Using the records that follow, work out the number of lines with the word "purple" in them; reply with that number only.

Excerpted data ▸
'''

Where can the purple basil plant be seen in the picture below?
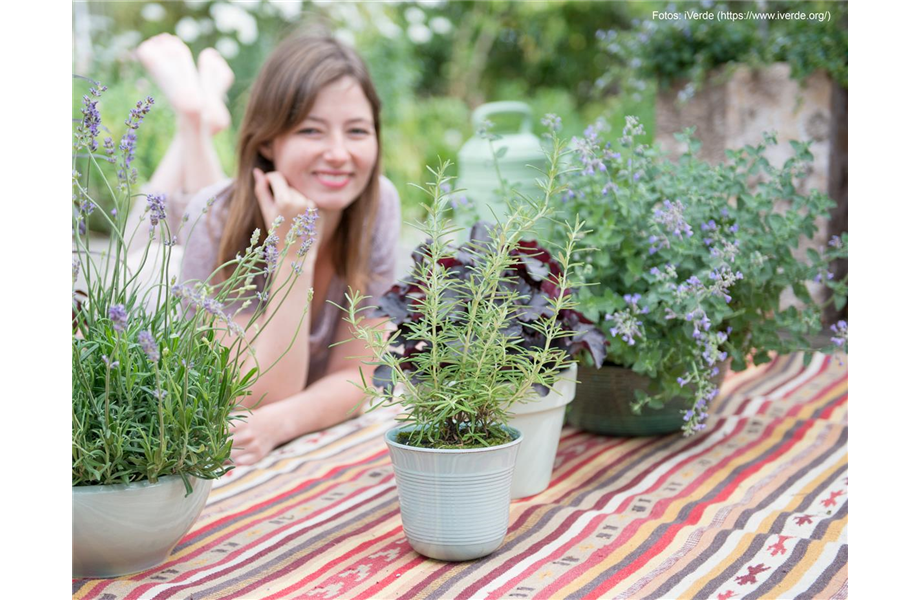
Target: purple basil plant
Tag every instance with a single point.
(532, 279)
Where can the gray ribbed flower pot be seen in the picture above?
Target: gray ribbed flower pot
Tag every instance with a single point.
(540, 420)
(454, 504)
(122, 529)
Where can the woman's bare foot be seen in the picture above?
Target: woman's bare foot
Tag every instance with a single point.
(170, 64)
(215, 77)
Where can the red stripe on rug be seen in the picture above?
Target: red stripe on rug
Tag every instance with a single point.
(697, 511)
(268, 535)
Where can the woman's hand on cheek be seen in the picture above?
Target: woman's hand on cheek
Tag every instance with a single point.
(277, 198)
(255, 437)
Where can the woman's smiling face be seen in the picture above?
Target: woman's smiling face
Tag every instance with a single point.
(329, 157)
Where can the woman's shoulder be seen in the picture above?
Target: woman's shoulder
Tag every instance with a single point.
(215, 194)
(389, 210)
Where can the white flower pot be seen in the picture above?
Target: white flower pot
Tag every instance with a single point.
(122, 529)
(540, 420)
(454, 504)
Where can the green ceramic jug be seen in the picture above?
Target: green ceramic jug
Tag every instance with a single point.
(515, 152)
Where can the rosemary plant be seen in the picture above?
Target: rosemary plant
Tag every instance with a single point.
(156, 369)
(468, 361)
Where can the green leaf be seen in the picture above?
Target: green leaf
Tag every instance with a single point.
(776, 222)
(801, 292)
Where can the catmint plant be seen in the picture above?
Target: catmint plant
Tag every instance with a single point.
(156, 370)
(471, 337)
(692, 259)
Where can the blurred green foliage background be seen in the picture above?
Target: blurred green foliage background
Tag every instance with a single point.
(434, 61)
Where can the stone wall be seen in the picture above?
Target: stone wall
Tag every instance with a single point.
(735, 107)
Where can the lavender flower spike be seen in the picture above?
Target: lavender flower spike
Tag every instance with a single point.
(119, 317)
(148, 345)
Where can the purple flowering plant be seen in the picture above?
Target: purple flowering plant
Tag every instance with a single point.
(692, 259)
(475, 328)
(157, 363)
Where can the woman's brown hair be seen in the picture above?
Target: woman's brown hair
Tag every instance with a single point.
(280, 99)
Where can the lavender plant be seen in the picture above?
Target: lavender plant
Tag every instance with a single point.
(693, 259)
(157, 366)
(459, 358)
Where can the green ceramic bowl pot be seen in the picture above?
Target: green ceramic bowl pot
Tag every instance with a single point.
(122, 529)
(603, 399)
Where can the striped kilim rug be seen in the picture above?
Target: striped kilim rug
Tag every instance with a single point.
(754, 507)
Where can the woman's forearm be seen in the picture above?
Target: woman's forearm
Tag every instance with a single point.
(327, 402)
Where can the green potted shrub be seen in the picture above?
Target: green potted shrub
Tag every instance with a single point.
(457, 362)
(154, 384)
(692, 260)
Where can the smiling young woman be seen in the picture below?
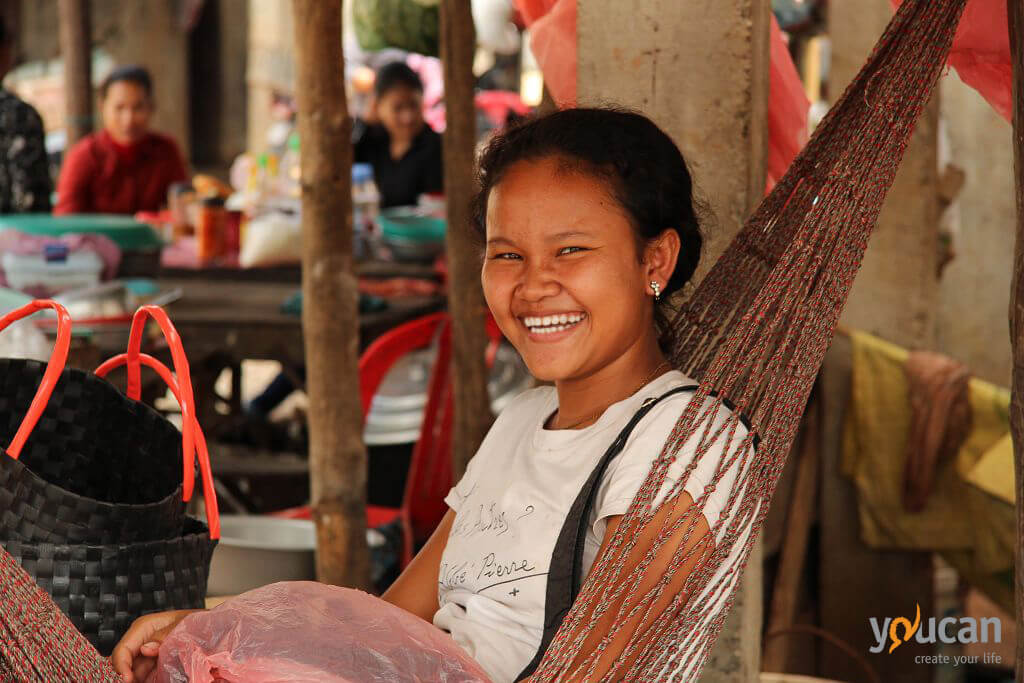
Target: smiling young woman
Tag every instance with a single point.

'''

Answer to this task ▸ 4